[EXTRACT TO READ]

Things to do in Kamchatka

Cruising, but not as you know it
Cruising is exciting. And it's comfortable too - twin cabins, libraries, lecture rooms, and the bar, where you can share stories with fellow passengers over a G&T or two.
Cruise ships have a bit of a reputation as the bad boys of travel, with the huge ones chucking out CO2 and crushing coral reefs in the wake of their steely gazes, but in the case of the Russian Far East, an untouched environment with virtually no roads and very little infrastructure, expedition cruising is the only way to get up close and personal with Kamchatka’s natural wonders. Ditch any preconceptions you may have about 'cruising' – an expedition cruise is different: the boat is much smaller; there will be barely 100 passengers with you, not thousands; the onboard entertainment involves ecology talks and photography tips, and strict itineraries are chucked out the porthole. Cruising in Kamchatka is a journey, not a tour, to a destination that has been neither organised nor commercialised, but has simply been left, a staggeringly beautiful untamed wilderness where travelers must travel on nature’s terms and not to timetables.
& discover
Some of the very best of Kamchatka’s great outdoors is out of bounds to boats and exploring its inaccessible secrets on foot, by raft, and even by helicopter (an incredible if not very economical option) is a rewarding way to get fully immersed in one of travel’s last frontiers. Climb up active volcanoes, raft through virgin taiga forest spotting wildlife as you go, or kick back in a bubbling spring and take it all in.
Travel Team
If you'd like to chat about Kamchatka or need help finding a vacation to suit you we're very happy to help.
Move over Sir David Attenborough…
Mammoth tusks and skulls have been dug up on Kamchatka by 'mammothologists' - possibly the coolest job title ever.

[DATA ROWS]
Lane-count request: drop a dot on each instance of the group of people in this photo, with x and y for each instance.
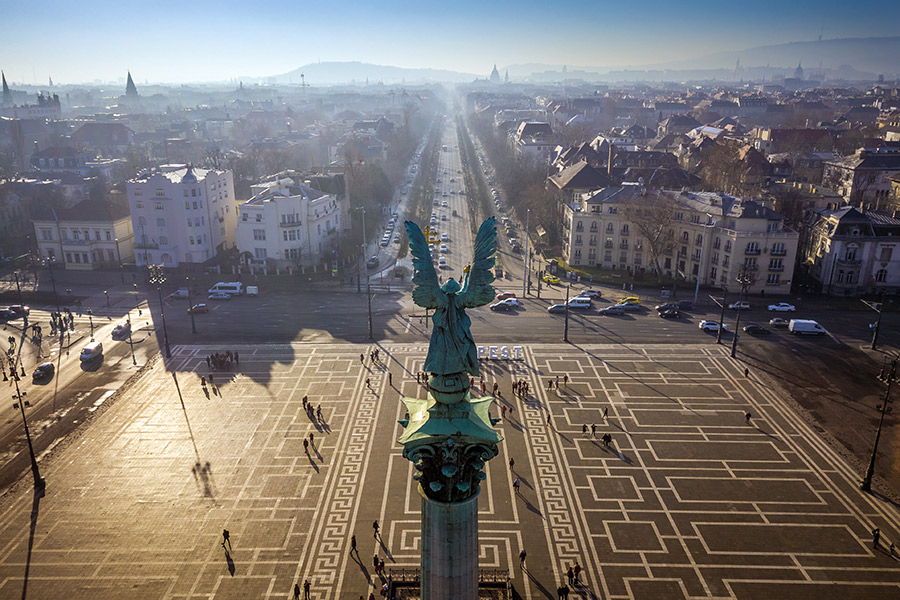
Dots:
(222, 362)
(61, 322)
(314, 415)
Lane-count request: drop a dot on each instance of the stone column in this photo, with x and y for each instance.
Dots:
(449, 549)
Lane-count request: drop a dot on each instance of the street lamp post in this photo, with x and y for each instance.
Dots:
(866, 484)
(19, 397)
(157, 279)
(746, 281)
(525, 273)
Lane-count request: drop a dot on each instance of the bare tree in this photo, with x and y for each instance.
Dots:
(652, 215)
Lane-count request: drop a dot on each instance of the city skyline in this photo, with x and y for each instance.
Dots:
(174, 43)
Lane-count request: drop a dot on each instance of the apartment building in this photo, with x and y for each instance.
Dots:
(288, 223)
(710, 235)
(181, 215)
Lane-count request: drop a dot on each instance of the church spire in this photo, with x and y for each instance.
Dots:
(7, 95)
(130, 89)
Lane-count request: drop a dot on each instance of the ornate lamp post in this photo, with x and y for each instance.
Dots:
(157, 279)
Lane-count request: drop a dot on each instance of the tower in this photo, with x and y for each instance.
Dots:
(130, 89)
(7, 95)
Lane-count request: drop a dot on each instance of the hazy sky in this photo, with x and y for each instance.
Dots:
(203, 40)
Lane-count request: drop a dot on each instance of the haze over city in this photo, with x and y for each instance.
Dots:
(206, 41)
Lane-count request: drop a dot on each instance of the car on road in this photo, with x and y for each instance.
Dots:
(43, 371)
(630, 306)
(712, 326)
(122, 330)
(20, 310)
(782, 307)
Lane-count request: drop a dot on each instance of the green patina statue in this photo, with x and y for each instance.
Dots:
(452, 349)
(450, 435)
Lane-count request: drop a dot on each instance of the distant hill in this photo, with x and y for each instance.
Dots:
(331, 73)
(864, 56)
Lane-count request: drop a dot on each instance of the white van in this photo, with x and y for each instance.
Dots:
(235, 288)
(92, 351)
(801, 326)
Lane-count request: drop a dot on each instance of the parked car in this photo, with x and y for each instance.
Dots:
(122, 330)
(551, 279)
(43, 371)
(712, 326)
(630, 306)
(782, 307)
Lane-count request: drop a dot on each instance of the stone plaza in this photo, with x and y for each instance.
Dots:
(690, 500)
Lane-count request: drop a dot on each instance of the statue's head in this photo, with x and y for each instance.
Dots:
(451, 287)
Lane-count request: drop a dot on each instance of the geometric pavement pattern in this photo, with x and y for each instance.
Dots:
(689, 500)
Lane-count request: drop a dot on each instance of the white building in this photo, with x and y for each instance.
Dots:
(181, 215)
(287, 223)
(90, 235)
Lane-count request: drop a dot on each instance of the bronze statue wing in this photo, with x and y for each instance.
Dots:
(427, 293)
(478, 290)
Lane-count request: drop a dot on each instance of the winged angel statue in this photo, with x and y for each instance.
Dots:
(452, 349)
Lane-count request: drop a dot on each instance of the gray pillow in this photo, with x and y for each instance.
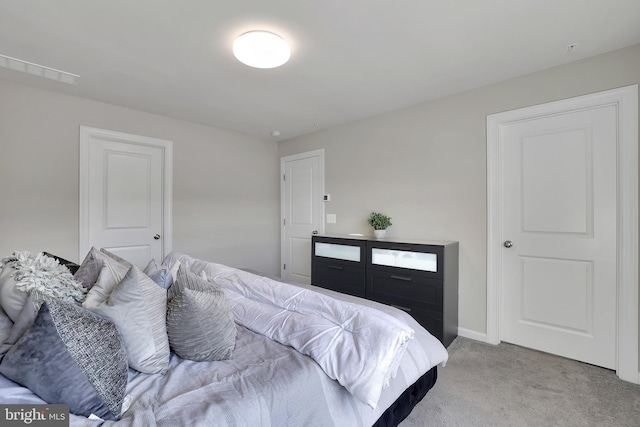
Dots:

[WHAT TO WORK ON]
#1 Using the Kamchatka travel text, answer these:
(a) About how many passengers travel on an expedition cruise?
(b) Which way of exploring is called incredible if not very economical?
(c) What have 'mammothologists' dug up on Kamchatka?
#2 Retype the Kamchatka travel text, starting at "Things to do" and ending at "G&T or two.".

[ANSWERS]
#1
(a) Barely 100.
(b) By helicopter.
(c) Mammoth tusks and skulls.

#2
Things to do in Kamchatka

Cruising, but not as you know it
Cruising is exciting. And it's comfortable too - twin cabins, libraries, lecture rooms, and the bar, where you can share stories with fellow passengers over a G&T or two.